# DOCUMENT SEGMENT
--------------------------------
- CD cover art
- Developer(s): Apogee Software
- Publisher(s): Apogee Software
- Designer(s): Frank Maddin
- Artist(s): Frank Maddin Lucinda Maddin George Broussard
- Platform(s): MS-DOS
- Release: October 23, 1991
- Genre(s): Platform
- Mode(s): Single-player

= Crystal Caves =

1991 video game

Crystal Caves is a side-scrolling platform game developed and published by Apogee Software for IBM PC compatibles. The game is divided into three episodes with the first distributed as shareware and the other two available for purchase. Designer Frank Maddin said the method worked "pretty well" for the time. Crystal Caves was inspired by the 1982 game Miner 2049er for Atari 8-bit computers.

==Plot==
Mylo Steamwitz is a down-on-the-luck space trader. Each game in the series follows Mylo going to the planet Altair to collect enough crystals from its mines to finance his latest get-rich-quick scheme.

===Volume 1: Troubles with Twibbles===
Twibbles are the hottest new pet in the galaxy, so Mylo hopes to earn enough crystals to buy a twibble farm. He succeeds and buys his farm, but twibbles breed so quickly that the market is soon over-saturated, and Mylo is stuck with a planet overrun with twibbles.

===Volume 2: Slugging It Out===
After selling his twibble farm for a loss, Mylo heads back to Altair. A recent war has created a demand for medicinal slugs, so now Mylo wants to buy a slug farm. He collects enough crystals to do so, and for a while, business is booming, but the slugs soon burrow their way into an abandoned salt mine and perish, depriving Mylo of his stock.

===Volume 3: Mylo Versus the Supernova===
A late-night infomercial inspires Mylo to quit farming and try his hand at real estate. He collects enough crystals to buy an entire planetary system from Rip Eweoff. Mylo plans to turn the system into a vacation resort: tropical getaways on the inner planets, ski slopes on the outer planets, and luxury hotels in the middle. However, mere minutes after he buys the planetary system, the star goes supernova, destroying the system. As Mylo looks at the nebula where the system once was, he comes up with an idea. He builds a restaurant overlooking the nebula. Thanks to its spectacular view of the nebula, the restaurant becomes the hottest spot in the galaxy, and Mylo finally makes his millions.
--------------------------------
# ASSIGNMENT 1
From the Crystal Caves article, write out the stretch from "1991 video game" through "Atari 8-bit computers.".
# ASSIGNMENT 2
Go on with the Crystal Caves article from where it stops.
The lines that come next have nothing to do with what is asked here.

# RECORD SET
--------------------------------
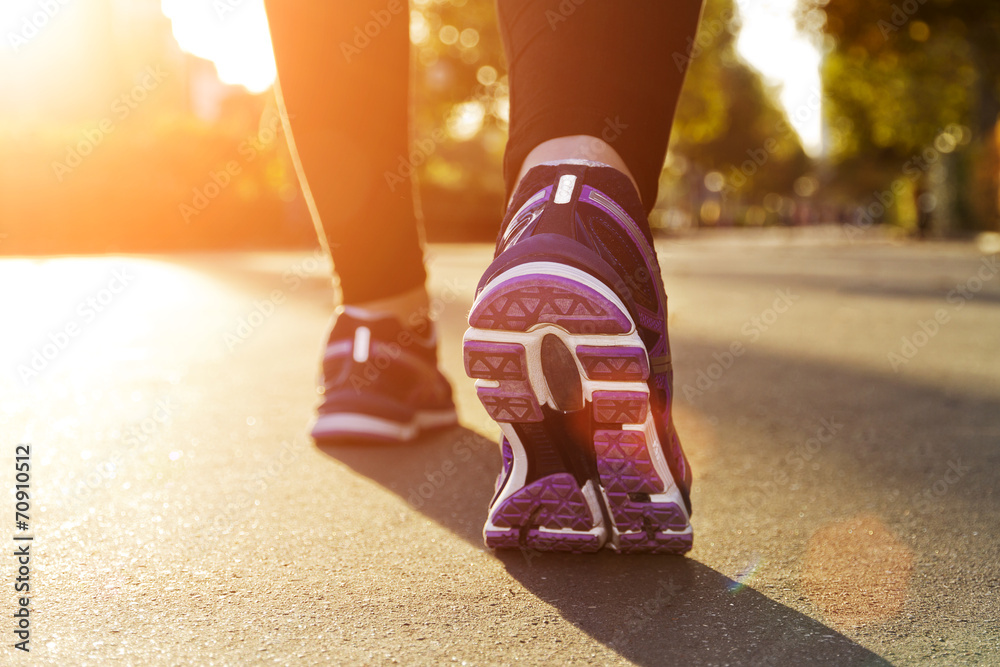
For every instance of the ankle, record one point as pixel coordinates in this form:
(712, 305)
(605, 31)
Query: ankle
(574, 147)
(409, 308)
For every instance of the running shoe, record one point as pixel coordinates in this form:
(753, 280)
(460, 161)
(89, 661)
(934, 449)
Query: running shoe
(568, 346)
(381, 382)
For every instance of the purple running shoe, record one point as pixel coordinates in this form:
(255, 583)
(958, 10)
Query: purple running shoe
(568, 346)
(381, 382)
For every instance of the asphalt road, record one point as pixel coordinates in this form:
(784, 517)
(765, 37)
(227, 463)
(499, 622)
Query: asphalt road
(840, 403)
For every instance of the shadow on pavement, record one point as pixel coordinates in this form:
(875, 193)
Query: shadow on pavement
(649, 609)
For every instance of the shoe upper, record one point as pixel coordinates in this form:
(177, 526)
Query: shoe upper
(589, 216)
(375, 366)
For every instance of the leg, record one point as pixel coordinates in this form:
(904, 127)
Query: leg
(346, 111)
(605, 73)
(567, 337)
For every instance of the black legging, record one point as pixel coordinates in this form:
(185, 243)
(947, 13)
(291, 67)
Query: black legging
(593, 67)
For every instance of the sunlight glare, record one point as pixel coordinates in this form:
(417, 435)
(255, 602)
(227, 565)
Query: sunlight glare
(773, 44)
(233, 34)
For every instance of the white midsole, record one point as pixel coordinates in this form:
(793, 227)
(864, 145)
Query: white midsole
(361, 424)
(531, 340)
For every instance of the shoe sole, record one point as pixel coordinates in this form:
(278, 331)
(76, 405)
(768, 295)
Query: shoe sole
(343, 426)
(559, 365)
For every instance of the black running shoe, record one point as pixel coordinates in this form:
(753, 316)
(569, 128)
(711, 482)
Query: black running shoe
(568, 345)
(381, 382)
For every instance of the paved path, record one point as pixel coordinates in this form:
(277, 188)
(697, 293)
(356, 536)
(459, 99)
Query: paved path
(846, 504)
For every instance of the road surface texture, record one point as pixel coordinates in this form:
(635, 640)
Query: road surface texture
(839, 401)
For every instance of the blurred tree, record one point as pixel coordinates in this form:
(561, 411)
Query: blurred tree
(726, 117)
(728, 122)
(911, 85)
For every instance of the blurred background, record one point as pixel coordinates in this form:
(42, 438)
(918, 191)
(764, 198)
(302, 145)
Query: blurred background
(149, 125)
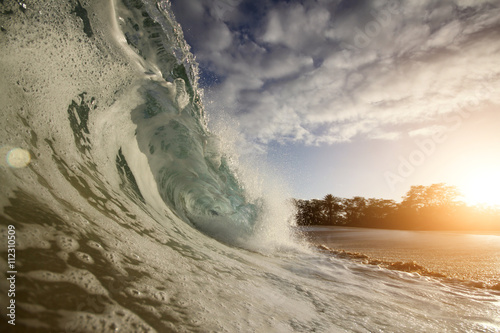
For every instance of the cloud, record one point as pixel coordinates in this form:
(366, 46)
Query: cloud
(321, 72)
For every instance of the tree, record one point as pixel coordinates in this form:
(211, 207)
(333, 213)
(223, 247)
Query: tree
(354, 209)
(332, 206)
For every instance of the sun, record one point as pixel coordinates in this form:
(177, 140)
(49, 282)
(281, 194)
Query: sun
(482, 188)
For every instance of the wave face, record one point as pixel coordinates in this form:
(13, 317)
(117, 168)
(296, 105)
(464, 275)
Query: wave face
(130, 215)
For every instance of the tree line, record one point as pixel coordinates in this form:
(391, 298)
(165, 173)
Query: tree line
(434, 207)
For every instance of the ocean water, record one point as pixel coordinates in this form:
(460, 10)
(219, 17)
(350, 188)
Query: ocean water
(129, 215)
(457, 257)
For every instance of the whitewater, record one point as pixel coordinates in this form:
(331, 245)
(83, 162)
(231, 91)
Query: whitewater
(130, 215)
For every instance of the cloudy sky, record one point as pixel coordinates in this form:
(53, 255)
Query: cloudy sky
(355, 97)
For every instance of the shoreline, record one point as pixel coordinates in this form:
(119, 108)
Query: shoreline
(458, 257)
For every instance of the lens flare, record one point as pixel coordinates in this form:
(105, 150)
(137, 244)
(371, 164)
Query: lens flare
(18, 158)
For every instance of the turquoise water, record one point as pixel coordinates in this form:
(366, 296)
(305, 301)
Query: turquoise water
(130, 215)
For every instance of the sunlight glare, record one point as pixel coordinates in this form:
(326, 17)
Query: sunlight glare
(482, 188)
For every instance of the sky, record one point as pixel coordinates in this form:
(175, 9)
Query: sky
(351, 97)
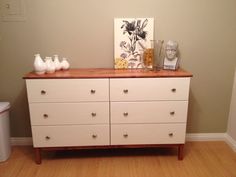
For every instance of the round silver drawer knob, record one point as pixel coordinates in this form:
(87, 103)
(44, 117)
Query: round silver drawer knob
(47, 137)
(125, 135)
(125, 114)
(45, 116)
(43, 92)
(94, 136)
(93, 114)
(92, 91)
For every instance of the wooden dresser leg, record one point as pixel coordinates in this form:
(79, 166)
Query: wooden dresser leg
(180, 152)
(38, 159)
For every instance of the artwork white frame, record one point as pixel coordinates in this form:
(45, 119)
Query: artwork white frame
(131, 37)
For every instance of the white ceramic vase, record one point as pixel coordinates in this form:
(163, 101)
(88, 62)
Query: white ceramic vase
--------------------------------
# ANSWER BOX 1
1991 video game

Crystal Caves is a side-scrolling platform game developed and published by Apogee Software for IBM PC compatibles. The game is divided into three episodes with the first distributed as shareware and the other two available for purchase. Designer Frank Maddin said the method worked "pretty well" for the time. Crystal Caves was inspired by the 1982 game Miner 2049er for Atari 8-bit computers.

# ANSWER BOX 2
==Gameplay==

Gameplay screenshot

The game begins in a main level containing the entrances to 16 caves. To complete the game, Mylo must collect all the crystals in all the caves. Mylo can complete the caves in whichever order he chooses. Mylo can quit a cave at any time, but in doing so, will negate all progress he made in that level.

Each cave consists of some simple puzzles to solve. Pulling a lever will open the door of a corresponding colour. There will also be switches that Mylo can use to activate and deactivate obstacles.

Mylo is armed with a rocket gun to destroy enemies and obstacles. Mylo begins the game with five rockets, but can collect more as the game goes on. There are many other power-ups to help Mylo:
- P-Pill – supercharges Mylo's gun so it can destroy all enemies with a single shot.
- G-Pill – reverses gravity, allowing Mylo to walk on the ceiling.
- Stop Signs – freeze all enemies on the screen, allowing Mylo to sneak past them.

Mylo begins each level with three hit points. If all hit points are lost, the player goes back to the start of the level. If a level is finished with all hit points, the player gets a bonus score of $50,000.

==Development==
Crystal Caves was inspired by Miner 2049er. The main character's name, "Mylo Steamwitz", was coined by George Broussard and was meant to sound like a loser's name. Most graphics were created by Frank Maddin.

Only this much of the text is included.